● TASK REQUIREMENTS
#1 Answer these from the passage on the US rebalance debate, one line each:
(a) Which US policy failure did Chinese speakers often cite as an example of excessive suspicion?
(b) In which region does the passage say the asymmetric use of power and the dispersion of economic centers are changing how power is used?
(c) What kind of partnership did the Chinese side offer without using the term?
#2 In the passage on the US rebalance debate, list every position the first two sentences attribute to the alternative US thinking.

::: PAGE TEXT

The alternative US thinking credited Obama with leadership, insisted that US assets are being used effectively, and Obama’s preference for engagement is a sign not of weakness but of strength. It rejected pessimism about the military balance of power, praised the US economic recovery and other strengths, and recognized the reality of new, messy challenges in our century, which do not lend themselves to simplistic solutions. Yet, amid talk of patience and confidence in US resilience, there were also calls for a long-term vision and a grand strategy. Mention was made of a legitimation crisis facing global institutions of all sorts, as information networks are advancing exponentially, which requires new US thinking. Even with its unparalleled power, the United States is facing unprecedented challenges, including in East Asia where the asymmetric use of power and the dispersion of economic centers change the way power is effectively utilized. Thus, the rebalance remains a work in progress.

The Chinese response was that both US sides, especially Obama’s critics, have their heads in the Cold War, blinded by zero-sum thinking and misjudging China’s win-win intentions. Without using the term, they offered a G2 partnership, in which China supports many US global objectives as the United States takes a much more cooperative attitude toward China’s regional moves. The US policy failure on AIIB was often cited as an example of excessive suspicions and a misreading of China’s intentions. Chinese speakers went further in insisting that no rebalance is needed, sometimes arguing that China’s traditional culture—no extremes, acceptance of differences between states, etc.—is proof of good behavior to come. The overall thrust is that the US side is exaggerating problems instead of working together to maximize global and regional growth where all benefit together. In comparison to the Obama critics who appeared to dismiss the promise of such an approach and the supporters who were skeptical of Chinese arguments and insisted on tackling areas of clashing interests sooner rather than later, some Chinese preferred to set them aside, assuming, optimistically, that there would be no spill over into other arenas.

::::::
::: ITEMS

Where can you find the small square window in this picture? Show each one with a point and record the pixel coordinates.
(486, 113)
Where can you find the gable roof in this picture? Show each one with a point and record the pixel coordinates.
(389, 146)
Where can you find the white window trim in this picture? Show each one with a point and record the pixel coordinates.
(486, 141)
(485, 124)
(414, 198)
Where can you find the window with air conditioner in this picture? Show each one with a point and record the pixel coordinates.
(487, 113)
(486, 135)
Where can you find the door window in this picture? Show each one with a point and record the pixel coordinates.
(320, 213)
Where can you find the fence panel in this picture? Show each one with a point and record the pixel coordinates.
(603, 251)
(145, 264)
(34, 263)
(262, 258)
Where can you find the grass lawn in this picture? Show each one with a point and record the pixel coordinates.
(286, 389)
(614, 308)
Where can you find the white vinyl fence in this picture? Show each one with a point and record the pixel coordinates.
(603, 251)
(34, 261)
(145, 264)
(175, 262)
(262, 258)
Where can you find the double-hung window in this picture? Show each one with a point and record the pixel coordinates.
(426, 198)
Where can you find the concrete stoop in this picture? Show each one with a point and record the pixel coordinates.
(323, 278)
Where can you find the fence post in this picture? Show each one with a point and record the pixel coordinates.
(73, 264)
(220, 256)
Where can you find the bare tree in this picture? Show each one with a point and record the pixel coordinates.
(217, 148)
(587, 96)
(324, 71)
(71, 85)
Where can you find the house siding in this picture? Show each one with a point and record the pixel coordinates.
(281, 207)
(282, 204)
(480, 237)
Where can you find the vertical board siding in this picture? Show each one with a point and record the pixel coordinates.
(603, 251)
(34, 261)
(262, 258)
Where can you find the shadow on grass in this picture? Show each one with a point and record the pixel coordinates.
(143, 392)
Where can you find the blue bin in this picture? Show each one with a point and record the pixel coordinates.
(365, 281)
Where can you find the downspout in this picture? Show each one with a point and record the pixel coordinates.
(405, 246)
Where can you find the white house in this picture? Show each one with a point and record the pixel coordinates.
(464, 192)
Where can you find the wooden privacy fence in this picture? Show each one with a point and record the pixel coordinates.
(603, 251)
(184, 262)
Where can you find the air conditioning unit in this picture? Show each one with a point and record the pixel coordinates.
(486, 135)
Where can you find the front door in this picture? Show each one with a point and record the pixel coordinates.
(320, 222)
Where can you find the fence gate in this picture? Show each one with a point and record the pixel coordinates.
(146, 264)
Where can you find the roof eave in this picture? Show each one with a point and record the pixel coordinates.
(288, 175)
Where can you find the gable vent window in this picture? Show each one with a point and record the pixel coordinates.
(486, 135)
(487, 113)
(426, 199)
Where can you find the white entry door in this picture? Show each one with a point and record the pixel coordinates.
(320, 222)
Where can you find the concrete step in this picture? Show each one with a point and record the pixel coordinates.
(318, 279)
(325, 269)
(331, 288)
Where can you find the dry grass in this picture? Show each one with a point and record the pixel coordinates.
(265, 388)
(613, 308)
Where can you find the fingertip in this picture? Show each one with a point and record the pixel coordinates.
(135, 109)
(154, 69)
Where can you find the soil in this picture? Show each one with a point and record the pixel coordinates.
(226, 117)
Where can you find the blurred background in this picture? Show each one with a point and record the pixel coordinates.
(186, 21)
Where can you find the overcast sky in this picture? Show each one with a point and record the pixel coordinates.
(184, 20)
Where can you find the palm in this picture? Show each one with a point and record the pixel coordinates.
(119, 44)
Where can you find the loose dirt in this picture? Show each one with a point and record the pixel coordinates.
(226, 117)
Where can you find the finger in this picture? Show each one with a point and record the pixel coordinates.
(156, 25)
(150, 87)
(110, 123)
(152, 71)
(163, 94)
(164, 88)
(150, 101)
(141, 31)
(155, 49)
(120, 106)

::::::

● SET OF ANSWERS
#1
(a) The US policy failure on AIIB.
(b) East Asia.
(c) A G2 partnership.

#2
- It credited Obama with leadership.
- It insisted that US assets are being used effectively.
- It held that Obama's preference for engagement is a sign of strength, not weakness.
- It rejected pessimism about the military balance of power.
- It praised the US economic recovery and other strengths.
- It recognized the reality of new, messy challenges that do not lend themselves to simplistic solutions.